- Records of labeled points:
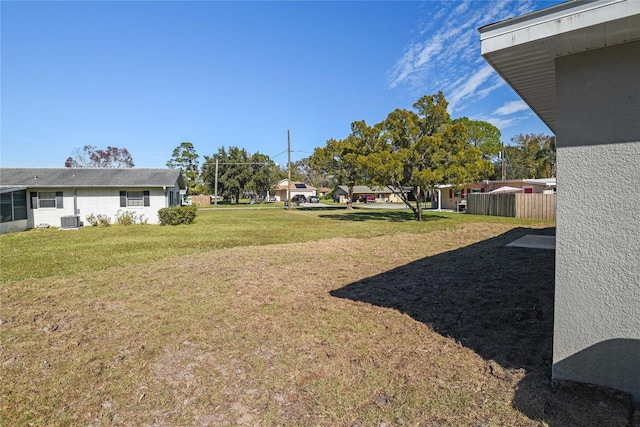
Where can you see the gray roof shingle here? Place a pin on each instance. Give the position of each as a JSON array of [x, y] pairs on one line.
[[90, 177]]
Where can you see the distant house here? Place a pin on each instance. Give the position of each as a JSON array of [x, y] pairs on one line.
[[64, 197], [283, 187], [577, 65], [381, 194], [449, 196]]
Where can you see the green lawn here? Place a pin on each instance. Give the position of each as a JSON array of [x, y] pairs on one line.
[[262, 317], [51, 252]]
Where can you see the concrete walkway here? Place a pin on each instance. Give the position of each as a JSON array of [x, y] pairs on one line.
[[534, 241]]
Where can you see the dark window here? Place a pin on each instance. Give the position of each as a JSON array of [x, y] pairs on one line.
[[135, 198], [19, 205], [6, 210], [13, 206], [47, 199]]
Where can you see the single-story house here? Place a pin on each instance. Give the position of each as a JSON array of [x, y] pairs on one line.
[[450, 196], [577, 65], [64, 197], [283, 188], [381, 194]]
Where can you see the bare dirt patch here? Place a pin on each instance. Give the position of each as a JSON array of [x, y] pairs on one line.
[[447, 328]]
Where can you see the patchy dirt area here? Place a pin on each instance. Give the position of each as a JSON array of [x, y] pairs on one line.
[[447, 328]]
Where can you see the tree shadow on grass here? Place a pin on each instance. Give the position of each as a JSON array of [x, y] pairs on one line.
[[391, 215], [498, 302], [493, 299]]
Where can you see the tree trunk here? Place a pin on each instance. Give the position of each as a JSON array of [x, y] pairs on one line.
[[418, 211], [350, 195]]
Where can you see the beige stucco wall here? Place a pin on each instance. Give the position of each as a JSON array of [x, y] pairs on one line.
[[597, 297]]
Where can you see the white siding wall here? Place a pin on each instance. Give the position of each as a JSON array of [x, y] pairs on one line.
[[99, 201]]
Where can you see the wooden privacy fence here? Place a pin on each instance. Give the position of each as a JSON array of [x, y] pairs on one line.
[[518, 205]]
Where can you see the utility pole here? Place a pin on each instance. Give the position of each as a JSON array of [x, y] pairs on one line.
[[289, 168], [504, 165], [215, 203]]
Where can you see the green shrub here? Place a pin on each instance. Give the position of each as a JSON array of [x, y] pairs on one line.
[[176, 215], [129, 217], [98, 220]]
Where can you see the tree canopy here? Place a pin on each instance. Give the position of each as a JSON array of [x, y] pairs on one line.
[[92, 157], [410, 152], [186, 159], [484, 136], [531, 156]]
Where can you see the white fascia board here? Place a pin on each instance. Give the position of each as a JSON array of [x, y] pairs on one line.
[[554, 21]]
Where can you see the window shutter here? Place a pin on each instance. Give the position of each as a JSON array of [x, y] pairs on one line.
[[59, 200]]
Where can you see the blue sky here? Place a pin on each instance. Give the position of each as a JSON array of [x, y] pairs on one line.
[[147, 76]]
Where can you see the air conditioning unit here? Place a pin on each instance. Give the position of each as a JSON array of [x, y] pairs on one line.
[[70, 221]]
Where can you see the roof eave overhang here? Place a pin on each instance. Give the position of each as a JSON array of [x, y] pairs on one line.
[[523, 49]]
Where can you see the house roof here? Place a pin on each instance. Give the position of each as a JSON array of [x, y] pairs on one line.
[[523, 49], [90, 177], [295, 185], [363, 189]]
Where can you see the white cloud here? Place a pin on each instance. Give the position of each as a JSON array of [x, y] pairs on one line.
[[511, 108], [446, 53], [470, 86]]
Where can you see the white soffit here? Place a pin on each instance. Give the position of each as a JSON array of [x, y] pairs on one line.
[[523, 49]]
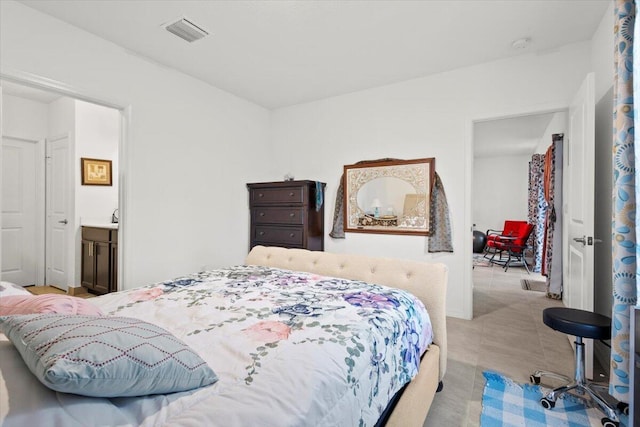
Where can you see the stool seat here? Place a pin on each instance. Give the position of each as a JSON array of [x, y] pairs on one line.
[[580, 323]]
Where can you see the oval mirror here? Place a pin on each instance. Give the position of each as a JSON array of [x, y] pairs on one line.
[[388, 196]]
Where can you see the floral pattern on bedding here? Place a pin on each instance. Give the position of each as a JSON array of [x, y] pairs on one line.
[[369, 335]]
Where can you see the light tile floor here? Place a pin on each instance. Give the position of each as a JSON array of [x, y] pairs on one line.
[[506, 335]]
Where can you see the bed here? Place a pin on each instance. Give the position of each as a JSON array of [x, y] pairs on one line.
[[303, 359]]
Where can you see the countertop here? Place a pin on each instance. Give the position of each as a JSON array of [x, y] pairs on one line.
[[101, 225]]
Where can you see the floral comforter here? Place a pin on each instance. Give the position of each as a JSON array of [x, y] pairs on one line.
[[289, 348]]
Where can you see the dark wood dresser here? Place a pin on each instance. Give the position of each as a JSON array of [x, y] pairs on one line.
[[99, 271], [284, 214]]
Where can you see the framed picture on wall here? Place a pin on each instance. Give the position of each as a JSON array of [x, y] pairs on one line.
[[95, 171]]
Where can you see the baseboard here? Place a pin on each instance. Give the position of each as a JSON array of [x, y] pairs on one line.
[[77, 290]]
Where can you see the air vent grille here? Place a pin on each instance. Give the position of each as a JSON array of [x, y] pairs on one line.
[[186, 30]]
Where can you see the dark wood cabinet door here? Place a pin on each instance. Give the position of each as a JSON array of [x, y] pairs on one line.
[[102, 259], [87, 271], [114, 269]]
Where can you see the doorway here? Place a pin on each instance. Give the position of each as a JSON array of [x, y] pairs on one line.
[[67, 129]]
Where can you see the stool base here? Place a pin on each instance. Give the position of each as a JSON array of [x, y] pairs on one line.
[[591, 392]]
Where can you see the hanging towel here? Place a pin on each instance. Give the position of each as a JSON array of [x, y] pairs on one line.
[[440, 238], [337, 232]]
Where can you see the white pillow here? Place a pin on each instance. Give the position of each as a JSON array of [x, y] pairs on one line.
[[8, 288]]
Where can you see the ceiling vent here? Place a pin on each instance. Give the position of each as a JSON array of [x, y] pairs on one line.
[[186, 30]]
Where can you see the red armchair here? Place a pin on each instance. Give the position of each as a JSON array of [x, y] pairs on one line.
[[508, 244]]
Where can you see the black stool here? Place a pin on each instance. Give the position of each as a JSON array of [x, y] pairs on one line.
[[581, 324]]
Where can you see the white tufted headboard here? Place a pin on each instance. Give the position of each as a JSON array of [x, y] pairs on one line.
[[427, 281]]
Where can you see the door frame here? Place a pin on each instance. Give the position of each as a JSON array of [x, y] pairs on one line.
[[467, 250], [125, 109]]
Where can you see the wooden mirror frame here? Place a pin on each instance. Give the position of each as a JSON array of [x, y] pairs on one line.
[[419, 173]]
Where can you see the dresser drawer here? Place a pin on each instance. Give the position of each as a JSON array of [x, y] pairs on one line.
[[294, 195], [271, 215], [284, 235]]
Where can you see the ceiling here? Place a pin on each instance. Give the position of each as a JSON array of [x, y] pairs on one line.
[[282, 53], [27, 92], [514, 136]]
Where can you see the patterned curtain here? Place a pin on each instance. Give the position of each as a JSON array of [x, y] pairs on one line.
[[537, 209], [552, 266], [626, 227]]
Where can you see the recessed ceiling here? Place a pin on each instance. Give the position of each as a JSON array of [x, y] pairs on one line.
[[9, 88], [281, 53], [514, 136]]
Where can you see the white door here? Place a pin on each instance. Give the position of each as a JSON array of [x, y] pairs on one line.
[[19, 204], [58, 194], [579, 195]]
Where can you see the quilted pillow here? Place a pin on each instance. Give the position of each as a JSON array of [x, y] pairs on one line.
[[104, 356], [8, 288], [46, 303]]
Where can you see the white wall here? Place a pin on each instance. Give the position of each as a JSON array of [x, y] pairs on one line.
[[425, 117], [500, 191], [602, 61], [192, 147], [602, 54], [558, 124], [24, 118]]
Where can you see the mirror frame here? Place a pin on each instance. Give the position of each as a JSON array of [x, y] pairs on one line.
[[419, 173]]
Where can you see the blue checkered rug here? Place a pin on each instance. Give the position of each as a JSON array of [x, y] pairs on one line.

- DIRECTIONS: Rename "black stool" to "black ottoman" in everything from "Where can you see the black" down to "[[581, 324]]", and give those lines again with nothing else changed.

- IN RESPONSE:
Where can you see the black ottoman here? Place a pin on each instance. Give the position of each as a JSON array of [x, y] pairs on one line.
[[581, 324]]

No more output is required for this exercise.